(Items from a data source)
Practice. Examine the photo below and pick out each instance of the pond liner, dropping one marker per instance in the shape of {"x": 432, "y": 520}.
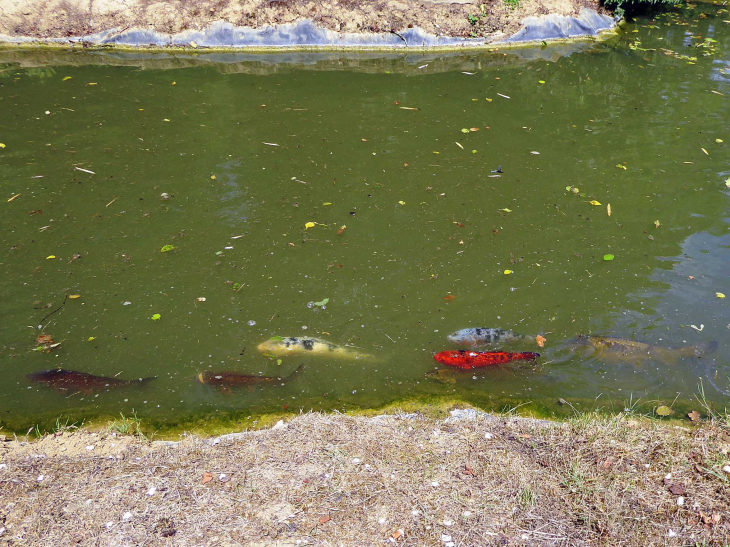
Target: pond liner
{"x": 305, "y": 34}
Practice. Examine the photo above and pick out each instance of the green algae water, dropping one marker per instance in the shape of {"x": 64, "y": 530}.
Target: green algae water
{"x": 379, "y": 202}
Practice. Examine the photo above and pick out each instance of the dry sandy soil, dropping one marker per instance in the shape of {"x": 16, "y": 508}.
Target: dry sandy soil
{"x": 65, "y": 18}
{"x": 399, "y": 480}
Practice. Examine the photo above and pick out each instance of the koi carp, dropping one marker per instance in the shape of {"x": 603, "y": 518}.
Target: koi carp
{"x": 467, "y": 360}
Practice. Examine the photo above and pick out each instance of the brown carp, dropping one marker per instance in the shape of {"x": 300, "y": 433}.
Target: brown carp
{"x": 228, "y": 380}
{"x": 74, "y": 381}
{"x": 606, "y": 348}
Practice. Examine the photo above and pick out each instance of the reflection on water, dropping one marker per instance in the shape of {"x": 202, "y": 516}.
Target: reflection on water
{"x": 372, "y": 186}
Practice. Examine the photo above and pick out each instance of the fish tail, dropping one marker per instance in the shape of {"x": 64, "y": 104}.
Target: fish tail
{"x": 699, "y": 350}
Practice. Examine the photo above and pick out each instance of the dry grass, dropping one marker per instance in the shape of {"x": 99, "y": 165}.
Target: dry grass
{"x": 338, "y": 480}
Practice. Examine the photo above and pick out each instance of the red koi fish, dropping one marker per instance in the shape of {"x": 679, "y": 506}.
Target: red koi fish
{"x": 467, "y": 360}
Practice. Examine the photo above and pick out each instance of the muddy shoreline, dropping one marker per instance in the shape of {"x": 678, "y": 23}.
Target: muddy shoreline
{"x": 297, "y": 24}
{"x": 404, "y": 479}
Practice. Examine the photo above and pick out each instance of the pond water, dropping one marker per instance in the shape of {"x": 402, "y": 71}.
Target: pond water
{"x": 426, "y": 177}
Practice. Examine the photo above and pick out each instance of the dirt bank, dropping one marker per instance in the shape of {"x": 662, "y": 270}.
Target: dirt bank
{"x": 456, "y": 18}
{"x": 337, "y": 480}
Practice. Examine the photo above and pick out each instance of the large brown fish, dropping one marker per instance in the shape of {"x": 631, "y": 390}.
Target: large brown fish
{"x": 83, "y": 382}
{"x": 605, "y": 348}
{"x": 228, "y": 380}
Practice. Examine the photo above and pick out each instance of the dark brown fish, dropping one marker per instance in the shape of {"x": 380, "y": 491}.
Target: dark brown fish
{"x": 227, "y": 380}
{"x": 74, "y": 381}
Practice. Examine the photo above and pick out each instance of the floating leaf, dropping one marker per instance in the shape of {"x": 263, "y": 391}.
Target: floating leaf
{"x": 664, "y": 411}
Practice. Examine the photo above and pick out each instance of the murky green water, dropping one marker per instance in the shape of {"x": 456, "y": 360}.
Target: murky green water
{"x": 251, "y": 149}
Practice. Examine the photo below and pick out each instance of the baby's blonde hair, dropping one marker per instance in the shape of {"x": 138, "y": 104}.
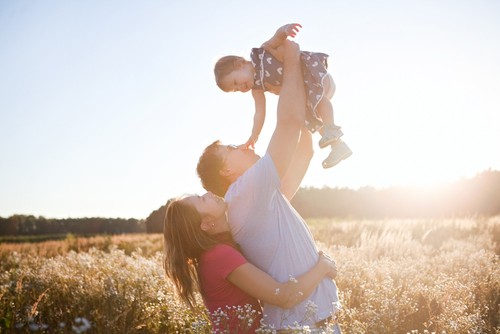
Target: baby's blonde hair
{"x": 225, "y": 66}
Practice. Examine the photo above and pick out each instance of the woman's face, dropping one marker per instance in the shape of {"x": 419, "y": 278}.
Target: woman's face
{"x": 212, "y": 210}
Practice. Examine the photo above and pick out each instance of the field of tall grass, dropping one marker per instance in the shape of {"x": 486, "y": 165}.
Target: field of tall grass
{"x": 395, "y": 276}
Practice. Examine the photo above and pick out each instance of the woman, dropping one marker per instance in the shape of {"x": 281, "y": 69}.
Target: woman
{"x": 200, "y": 255}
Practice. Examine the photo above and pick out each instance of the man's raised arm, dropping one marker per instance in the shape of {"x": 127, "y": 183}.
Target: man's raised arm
{"x": 291, "y": 110}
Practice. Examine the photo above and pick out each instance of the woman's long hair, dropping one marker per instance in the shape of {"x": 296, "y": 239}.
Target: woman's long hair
{"x": 184, "y": 242}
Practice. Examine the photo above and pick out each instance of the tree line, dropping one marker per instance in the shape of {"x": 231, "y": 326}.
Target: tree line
{"x": 476, "y": 196}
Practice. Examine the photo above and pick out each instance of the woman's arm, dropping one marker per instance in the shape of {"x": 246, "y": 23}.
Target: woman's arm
{"x": 260, "y": 285}
{"x": 281, "y": 35}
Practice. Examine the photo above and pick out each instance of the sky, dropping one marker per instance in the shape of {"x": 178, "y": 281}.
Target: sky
{"x": 106, "y": 106}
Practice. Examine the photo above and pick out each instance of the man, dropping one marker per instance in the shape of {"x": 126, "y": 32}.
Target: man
{"x": 270, "y": 232}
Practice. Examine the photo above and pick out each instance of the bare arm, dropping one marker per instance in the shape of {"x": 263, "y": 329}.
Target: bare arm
{"x": 260, "y": 285}
{"x": 291, "y": 111}
{"x": 298, "y": 167}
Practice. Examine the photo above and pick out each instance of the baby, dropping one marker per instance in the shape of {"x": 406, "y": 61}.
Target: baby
{"x": 265, "y": 73}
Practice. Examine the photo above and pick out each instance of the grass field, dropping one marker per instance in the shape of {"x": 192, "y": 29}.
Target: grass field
{"x": 395, "y": 276}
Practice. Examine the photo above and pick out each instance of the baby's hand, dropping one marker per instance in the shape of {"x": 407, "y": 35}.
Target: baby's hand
{"x": 290, "y": 30}
{"x": 272, "y": 89}
{"x": 332, "y": 273}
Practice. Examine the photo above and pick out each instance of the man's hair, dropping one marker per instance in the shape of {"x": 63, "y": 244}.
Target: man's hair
{"x": 208, "y": 169}
{"x": 225, "y": 66}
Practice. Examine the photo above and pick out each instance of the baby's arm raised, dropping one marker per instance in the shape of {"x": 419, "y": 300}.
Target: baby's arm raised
{"x": 258, "y": 118}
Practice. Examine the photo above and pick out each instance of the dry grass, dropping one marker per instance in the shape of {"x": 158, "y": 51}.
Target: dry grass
{"x": 395, "y": 276}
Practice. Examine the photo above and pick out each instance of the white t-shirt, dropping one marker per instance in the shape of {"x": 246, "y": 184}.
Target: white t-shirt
{"x": 274, "y": 237}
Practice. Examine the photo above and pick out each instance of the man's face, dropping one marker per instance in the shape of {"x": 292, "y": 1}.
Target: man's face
{"x": 235, "y": 161}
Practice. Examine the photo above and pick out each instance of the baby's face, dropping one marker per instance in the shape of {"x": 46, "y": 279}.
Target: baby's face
{"x": 239, "y": 80}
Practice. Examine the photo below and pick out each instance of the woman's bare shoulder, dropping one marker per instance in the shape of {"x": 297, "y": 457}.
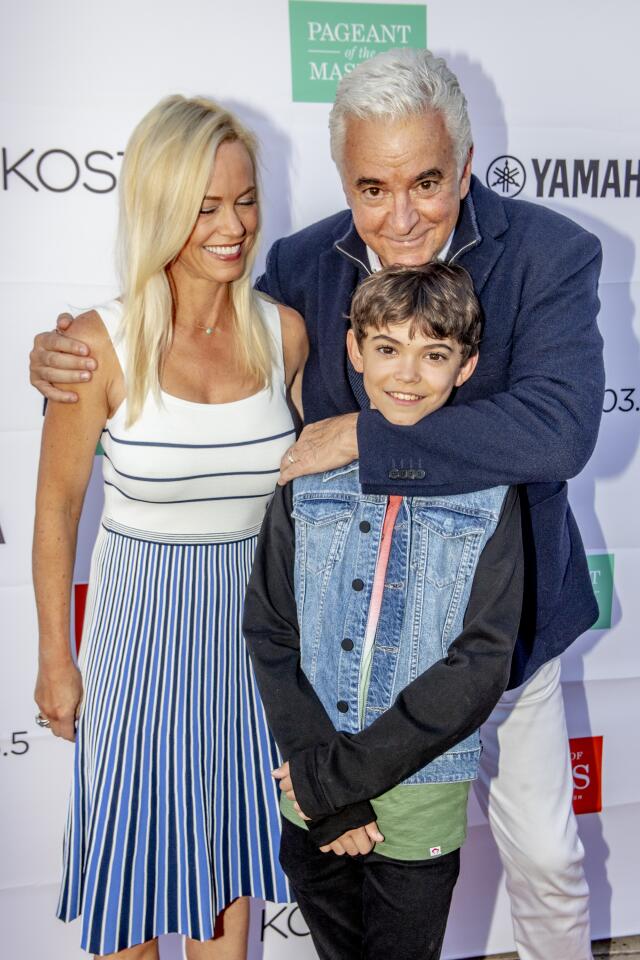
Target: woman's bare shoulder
{"x": 89, "y": 328}
{"x": 295, "y": 342}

• [CHALLENGE]:
Copy word for word the rows from the line with "baby's face, dropping" through the end of the rows, including both ends. Leave the pictures out of your answer.

• [EXERCISE OUTPUT]:
Practice. Examine the photo above and pick out each instance of the baby's face, dropping one marker per instance in the shape of {"x": 46, "y": 279}.
Target: baby's face
{"x": 239, "y": 80}
Practice. Examine the photo below and pick out each instance of the woman's bare shoulder, dropping one marker per instance in the shape of {"x": 297, "y": 457}.
Target: woman's bare shoulder
{"x": 89, "y": 328}
{"x": 295, "y": 342}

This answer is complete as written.